*YOUR GOAL*.
Type out the data below in its entirety, exactly as given.

___ DATA SHOWN

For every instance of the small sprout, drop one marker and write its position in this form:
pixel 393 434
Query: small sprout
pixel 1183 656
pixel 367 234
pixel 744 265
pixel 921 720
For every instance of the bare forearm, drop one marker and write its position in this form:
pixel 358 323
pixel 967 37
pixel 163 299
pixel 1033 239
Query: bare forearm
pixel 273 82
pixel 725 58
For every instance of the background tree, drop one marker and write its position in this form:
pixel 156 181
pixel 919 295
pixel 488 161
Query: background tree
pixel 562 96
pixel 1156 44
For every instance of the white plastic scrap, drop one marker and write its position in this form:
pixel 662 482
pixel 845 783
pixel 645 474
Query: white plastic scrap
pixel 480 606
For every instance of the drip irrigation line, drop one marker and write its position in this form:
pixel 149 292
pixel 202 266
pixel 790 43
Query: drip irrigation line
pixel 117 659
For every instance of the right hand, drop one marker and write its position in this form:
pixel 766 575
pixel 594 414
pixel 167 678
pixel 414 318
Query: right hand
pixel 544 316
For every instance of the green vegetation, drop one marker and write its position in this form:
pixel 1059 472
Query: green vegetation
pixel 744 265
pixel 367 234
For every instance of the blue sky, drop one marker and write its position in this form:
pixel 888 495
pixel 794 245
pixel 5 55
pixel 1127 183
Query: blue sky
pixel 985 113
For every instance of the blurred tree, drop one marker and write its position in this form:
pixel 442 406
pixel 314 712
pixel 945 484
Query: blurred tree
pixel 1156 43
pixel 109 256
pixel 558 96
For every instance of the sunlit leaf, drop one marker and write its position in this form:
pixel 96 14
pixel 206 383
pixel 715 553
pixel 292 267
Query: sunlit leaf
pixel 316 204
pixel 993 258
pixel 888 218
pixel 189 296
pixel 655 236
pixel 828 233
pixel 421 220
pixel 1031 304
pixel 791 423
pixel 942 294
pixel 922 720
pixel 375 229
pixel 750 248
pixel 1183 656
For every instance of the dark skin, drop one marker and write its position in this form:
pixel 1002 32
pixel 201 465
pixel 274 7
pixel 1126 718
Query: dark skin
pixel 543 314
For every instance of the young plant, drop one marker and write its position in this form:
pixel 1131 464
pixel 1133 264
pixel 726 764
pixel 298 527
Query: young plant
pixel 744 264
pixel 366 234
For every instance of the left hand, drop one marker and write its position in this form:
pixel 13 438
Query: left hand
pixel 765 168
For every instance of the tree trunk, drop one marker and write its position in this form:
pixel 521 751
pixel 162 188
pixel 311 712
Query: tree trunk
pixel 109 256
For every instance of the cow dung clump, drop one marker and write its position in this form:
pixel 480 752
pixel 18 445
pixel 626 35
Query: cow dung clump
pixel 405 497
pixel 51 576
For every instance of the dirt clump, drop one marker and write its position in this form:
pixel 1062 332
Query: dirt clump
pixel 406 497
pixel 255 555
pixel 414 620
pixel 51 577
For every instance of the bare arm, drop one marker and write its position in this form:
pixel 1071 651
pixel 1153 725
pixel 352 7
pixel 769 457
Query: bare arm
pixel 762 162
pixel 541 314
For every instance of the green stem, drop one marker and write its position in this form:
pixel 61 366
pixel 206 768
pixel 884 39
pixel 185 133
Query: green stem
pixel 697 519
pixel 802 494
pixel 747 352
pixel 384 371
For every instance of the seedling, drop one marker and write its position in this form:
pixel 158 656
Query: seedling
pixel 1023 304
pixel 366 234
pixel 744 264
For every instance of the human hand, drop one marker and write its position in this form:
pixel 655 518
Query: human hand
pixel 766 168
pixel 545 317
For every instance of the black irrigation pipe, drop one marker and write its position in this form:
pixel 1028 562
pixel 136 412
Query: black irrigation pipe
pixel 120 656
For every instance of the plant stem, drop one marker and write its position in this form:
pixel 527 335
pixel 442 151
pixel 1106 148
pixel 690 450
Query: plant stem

______

*SOLUTION FOR THIS PROBLEM*.
For every instance of the small sprout, drop one marker and write its position in this form:
pixel 393 434
Query: small sprout
pixel 1183 656
pixel 367 234
pixel 744 265
pixel 921 720
For every instance of the bare forearm, drop one marker and write its position in this form:
pixel 358 323
pixel 967 37
pixel 163 299
pixel 1033 239
Query: bare forearm
pixel 273 82
pixel 725 58
For every instance of the background tree, drop one marker and write its position in this form:
pixel 156 181
pixel 919 295
pixel 488 161
Query: background tree
pixel 562 96
pixel 1156 44
For every instance of the white plastic scrap, drop one marker and write its position in this form:
pixel 662 482
pixel 845 783
pixel 645 474
Query: white plastic scrap
pixel 480 606
For every instance of the drip irrigation line, drop one marker and write its position in this form:
pixel 149 292
pixel 202 266
pixel 790 43
Query: drip irrigation line
pixel 117 659
For every instance of the right hand, drop one marker and write its position in this form:
pixel 766 575
pixel 594 414
pixel 167 678
pixel 414 318
Query: right hand
pixel 544 316
For every instance of the green vegetation, drop one marker and write its position in this form:
pixel 1059 472
Query: green vegetation
pixel 744 265
pixel 367 234
For every instance of the blue sky, drop one marker and write its position in this form:
pixel 888 495
pixel 794 245
pixel 5 55
pixel 1127 183
Query: blue sky
pixel 985 113
For every instance of the blurred tree, drop one marker and write its position in this form:
pixel 442 406
pixel 314 712
pixel 945 484
Query: blurred tree
pixel 1156 43
pixel 109 256
pixel 558 96
For every instance of the sunlit leaf, drop one marker and write its position in this form:
pixel 96 14
pixel 206 383
pixel 715 553
pixel 292 267
Query: sunlit leaf
pixel 316 204
pixel 993 258
pixel 888 218
pixel 189 296
pixel 655 236
pixel 828 233
pixel 421 220
pixel 1031 304
pixel 791 423
pixel 942 294
pixel 922 720
pixel 375 229
pixel 750 248
pixel 1183 656
For every instance of the dark skin, drop one marker and write its position in this form:
pixel 1002 32
pixel 201 465
pixel 274 7
pixel 1126 718
Query: dark skin
pixel 543 314
For every instance of the young plant, drop one marker and write its position in this form:
pixel 1131 464
pixel 1133 264
pixel 726 764
pixel 298 527
Query: young plant
pixel 744 264
pixel 366 234
For every instance of the left hand, drop one marker and write its position in this form:
pixel 13 438
Query: left hand
pixel 765 168
For every instance of the tree trunk, drop one marker and write its position in this form:
pixel 521 751
pixel 162 188
pixel 311 712
Query: tree trunk
pixel 109 256
For every instance of the cow dung clump, drop one marker and write its position in this form:
pixel 480 752
pixel 18 445
pixel 626 35
Query: cow dung clump
pixel 405 497
pixel 51 576
For every instance of the dirt clump, drop one marker and write its position in this form:
pixel 1062 332
Query: dirt clump
pixel 406 497
pixel 255 555
pixel 414 620
pixel 51 577
For every instance of the bare arm, drop one marker and write its position in this form:
pixel 1071 651
pixel 1153 725
pixel 352 7
pixel 769 457
Query: bare arm
pixel 762 162
pixel 541 314
For every instance of the green stem, drop one marker and write its position in this form:
pixel 61 366
pixel 206 768
pixel 884 39
pixel 185 133
Query: green stem
pixel 697 519
pixel 802 494
pixel 747 352
pixel 384 371
For every instance of the seedling, drop one marker and write its position in this form:
pixel 158 656
Query: seedling
pixel 1023 304
pixel 366 234
pixel 744 264
For every instance of the human hand, drop one marker and write its position in this form:
pixel 655 518
Query: human hand
pixel 766 168
pixel 545 317
For every instance of the black irrigation pipe, drop one marker and write its position in this form:
pixel 1028 562
pixel 136 412
Query: black irrigation pipe
pixel 120 656
For every instance of the plant stem, drop one marker and write its position in this form:
pixel 527 335
pixel 442 151
pixel 1106 148
pixel 690 450
Query: plant stem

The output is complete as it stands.